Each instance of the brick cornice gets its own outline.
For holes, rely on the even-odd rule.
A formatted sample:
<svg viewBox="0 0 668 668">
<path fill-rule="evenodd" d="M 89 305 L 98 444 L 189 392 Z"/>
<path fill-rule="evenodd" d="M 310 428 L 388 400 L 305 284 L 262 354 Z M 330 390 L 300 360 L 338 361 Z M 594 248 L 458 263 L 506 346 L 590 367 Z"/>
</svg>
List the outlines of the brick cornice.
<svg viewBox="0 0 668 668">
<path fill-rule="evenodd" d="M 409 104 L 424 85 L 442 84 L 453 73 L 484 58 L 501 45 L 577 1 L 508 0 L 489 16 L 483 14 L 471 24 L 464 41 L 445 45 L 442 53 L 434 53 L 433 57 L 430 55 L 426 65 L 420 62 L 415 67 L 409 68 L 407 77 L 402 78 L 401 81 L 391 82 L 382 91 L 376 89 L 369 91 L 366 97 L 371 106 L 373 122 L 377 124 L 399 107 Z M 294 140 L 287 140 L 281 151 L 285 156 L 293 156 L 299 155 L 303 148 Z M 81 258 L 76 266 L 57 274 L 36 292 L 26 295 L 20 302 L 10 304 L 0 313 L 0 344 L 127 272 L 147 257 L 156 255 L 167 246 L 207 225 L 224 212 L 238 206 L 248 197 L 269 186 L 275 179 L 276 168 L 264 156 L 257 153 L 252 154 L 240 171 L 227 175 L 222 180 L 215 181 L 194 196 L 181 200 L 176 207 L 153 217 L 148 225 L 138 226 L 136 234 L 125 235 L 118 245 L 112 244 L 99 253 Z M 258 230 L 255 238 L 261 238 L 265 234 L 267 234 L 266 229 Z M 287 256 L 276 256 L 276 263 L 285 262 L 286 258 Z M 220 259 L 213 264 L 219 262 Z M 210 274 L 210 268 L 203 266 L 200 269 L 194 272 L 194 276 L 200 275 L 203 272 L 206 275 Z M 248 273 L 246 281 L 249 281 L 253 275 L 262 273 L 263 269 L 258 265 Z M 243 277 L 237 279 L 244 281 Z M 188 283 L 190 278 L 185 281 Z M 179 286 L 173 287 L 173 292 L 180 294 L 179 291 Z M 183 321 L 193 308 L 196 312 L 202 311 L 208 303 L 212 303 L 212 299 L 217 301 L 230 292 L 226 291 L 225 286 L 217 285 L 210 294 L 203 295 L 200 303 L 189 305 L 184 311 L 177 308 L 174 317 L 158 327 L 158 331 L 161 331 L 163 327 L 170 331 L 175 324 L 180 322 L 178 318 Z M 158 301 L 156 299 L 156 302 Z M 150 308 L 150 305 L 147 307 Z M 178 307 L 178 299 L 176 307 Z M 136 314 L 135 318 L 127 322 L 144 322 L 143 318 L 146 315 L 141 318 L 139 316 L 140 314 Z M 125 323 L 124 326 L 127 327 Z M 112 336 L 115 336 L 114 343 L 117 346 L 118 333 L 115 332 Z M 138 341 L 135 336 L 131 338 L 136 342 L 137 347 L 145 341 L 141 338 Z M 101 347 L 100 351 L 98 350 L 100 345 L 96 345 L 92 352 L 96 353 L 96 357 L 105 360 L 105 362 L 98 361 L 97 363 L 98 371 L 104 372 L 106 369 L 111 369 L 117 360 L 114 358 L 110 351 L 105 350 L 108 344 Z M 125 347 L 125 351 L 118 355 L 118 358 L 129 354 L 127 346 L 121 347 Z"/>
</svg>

□ □ □ □ □ □ □

*TASK DETAILS*
Please update the records by replacing "brick cornice" with "stone cornice" wherever it occurs, and leave everything else unchanged.

*REPLY*
Each instance of the stone cornice gets its own outline.
For holes, rely on the even-odd rule.
A formatted sample:
<svg viewBox="0 0 668 668">
<path fill-rule="evenodd" d="M 89 305 L 98 444 L 189 392 Z"/>
<path fill-rule="evenodd" d="M 310 428 L 388 400 L 305 284 L 262 354 Z M 330 390 L 300 360 L 338 361 Z M 594 248 L 458 263 L 506 346 L 590 367 Z"/>
</svg>
List the outlines of the stone cornice.
<svg viewBox="0 0 668 668">
<path fill-rule="evenodd" d="M 409 104 L 424 85 L 442 84 L 453 73 L 484 58 L 501 45 L 577 1 L 508 0 L 489 16 L 483 14 L 471 24 L 464 41 L 445 45 L 442 53 L 434 53 L 433 57 L 430 55 L 426 65 L 420 62 L 415 67 L 409 68 L 407 77 L 402 78 L 401 81 L 391 82 L 382 91 L 376 89 L 369 91 L 366 97 L 371 106 L 373 122 L 377 124 L 399 107 Z M 294 140 L 287 140 L 281 151 L 285 156 L 293 156 L 299 155 L 303 148 Z M 81 258 L 76 266 L 57 274 L 36 292 L 26 295 L 20 302 L 10 304 L 0 313 L 0 344 L 127 272 L 147 257 L 156 255 L 167 246 L 207 225 L 224 212 L 238 206 L 248 197 L 269 186 L 275 179 L 276 168 L 264 156 L 257 153 L 252 154 L 240 171 L 227 175 L 222 180 L 215 181 L 194 196 L 181 200 L 176 207 L 153 217 L 148 225 L 138 226 L 136 234 L 125 235 L 118 245 L 112 244 L 99 253 Z M 258 230 L 255 238 L 261 238 L 265 234 L 267 234 L 266 229 Z M 287 256 L 276 256 L 276 263 L 285 262 L 286 258 Z M 220 259 L 213 264 L 219 262 Z M 210 274 L 210 268 L 203 266 L 200 269 L 194 272 L 194 276 L 200 275 L 203 272 L 206 275 Z M 248 273 L 246 281 L 249 281 L 253 275 L 262 273 L 263 269 L 258 265 Z M 243 277 L 237 279 L 244 281 Z M 188 283 L 190 278 L 185 281 Z M 179 286 L 173 287 L 173 292 L 180 294 L 179 291 Z M 183 321 L 193 308 L 196 312 L 202 311 L 208 303 L 212 303 L 212 299 L 217 301 L 230 292 L 226 291 L 225 286 L 217 285 L 210 294 L 203 295 L 200 303 L 189 305 L 184 311 L 177 308 L 174 317 L 158 327 L 158 331 L 161 331 L 163 327 L 170 331 L 175 324 L 180 322 L 178 318 Z M 158 301 L 156 299 L 156 302 Z M 150 308 L 150 305 L 147 307 Z M 178 307 L 178 299 L 176 307 Z M 136 314 L 135 318 L 127 322 L 144 322 L 143 318 L 146 315 L 141 318 L 139 316 L 140 314 Z M 125 323 L 124 326 L 127 327 Z M 112 336 L 115 336 L 114 343 L 117 346 L 118 333 L 115 332 Z M 138 341 L 135 336 L 131 338 L 136 342 L 137 347 L 145 341 L 141 338 Z M 101 347 L 100 351 L 98 350 L 100 345 L 96 345 L 92 352 L 96 353 L 96 357 L 105 360 L 105 362 L 98 361 L 97 363 L 98 371 L 104 372 L 106 369 L 111 369 L 117 360 L 114 358 L 110 351 L 105 350 L 108 344 Z M 125 347 L 125 351 L 118 355 L 118 358 L 129 354 L 127 346 L 121 347 Z"/>
</svg>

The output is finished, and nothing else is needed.